◆ EXERCISE GOAL ◆
Present every line of the listing below as a numbered list, omitting any blank lines.

[Records from a dataset]
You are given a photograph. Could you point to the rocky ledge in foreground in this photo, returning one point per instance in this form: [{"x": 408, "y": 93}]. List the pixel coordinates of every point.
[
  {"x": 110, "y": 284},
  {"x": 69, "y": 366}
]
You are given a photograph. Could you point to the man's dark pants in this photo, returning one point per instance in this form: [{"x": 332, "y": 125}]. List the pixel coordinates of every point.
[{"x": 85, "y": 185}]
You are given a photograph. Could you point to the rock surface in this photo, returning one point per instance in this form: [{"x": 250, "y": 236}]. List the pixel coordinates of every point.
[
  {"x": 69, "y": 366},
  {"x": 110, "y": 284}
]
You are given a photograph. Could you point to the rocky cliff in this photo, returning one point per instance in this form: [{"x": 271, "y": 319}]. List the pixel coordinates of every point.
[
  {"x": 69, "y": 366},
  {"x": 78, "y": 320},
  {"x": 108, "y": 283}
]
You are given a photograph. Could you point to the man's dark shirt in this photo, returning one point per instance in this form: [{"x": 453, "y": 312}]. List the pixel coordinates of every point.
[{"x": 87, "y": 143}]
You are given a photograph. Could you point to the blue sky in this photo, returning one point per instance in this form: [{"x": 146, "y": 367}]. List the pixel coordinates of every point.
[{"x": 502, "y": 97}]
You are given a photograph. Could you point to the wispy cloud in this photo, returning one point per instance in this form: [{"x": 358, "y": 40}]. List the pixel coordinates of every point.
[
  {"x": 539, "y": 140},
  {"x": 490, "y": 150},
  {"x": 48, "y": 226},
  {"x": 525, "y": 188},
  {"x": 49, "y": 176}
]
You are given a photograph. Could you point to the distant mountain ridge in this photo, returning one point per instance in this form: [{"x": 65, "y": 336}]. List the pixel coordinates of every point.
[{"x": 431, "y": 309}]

◆ TASK SOLUTION ◆
1. You are given a photograph. Could you point to the rocky ledge in foreground in this photo, returning one point per instance in this form: [{"x": 408, "y": 93}]. List the pixel coordinates of every point.
2. [
3.   {"x": 110, "y": 284},
4.   {"x": 69, "y": 366}
5. ]
6. You are given a photograph. Could you point to the man's dark pants in this photo, returning one point per instance in this form: [{"x": 332, "y": 125}]. List the pixel coordinates of every point.
7. [{"x": 85, "y": 185}]
8. You are given a photograph. Could you point to the rock surface in this photo, returning one point per instance in this form: [{"x": 250, "y": 236}]. List the pixel coordinates of every point.
9. [
10.   {"x": 69, "y": 366},
11.   {"x": 110, "y": 284}
12. ]
13. You are given a photograph. Could you point to the rocky cliff in this photo, returning one point per instance in this form: [{"x": 271, "y": 319}]. List the pixel coordinates of every point.
14. [
15.   {"x": 69, "y": 366},
16.   {"x": 78, "y": 320},
17.   {"x": 108, "y": 283}
18. ]
19. You are given a photograph. Could you point to the man's dark shirt in this photo, returning one point per instance in this form: [{"x": 453, "y": 312}]. List the pixel coordinates of every point.
20. [{"x": 87, "y": 143}]
21. You are given a photograph. Could you point to the blue sky in this photo, returning one point per instance in this form: [{"x": 146, "y": 367}]. List the pixel coordinates of every point.
22. [{"x": 502, "y": 97}]
23. You are given a photograph. Could you point to the wispy cloud in this photo, returning one point per instance in this form: [{"x": 358, "y": 40}]. List the pixel coordinates of every point.
24. [
25.   {"x": 539, "y": 140},
26.   {"x": 490, "y": 150},
27.   {"x": 48, "y": 226},
28.   {"x": 525, "y": 188},
29.   {"x": 49, "y": 176}
30. ]
31. You are given a photograph. Could you point to the distant mountain ridge in this photo, returning one point per instance in this form: [{"x": 65, "y": 336}]. List the pixel coordinates of every point.
32. [{"x": 431, "y": 309}]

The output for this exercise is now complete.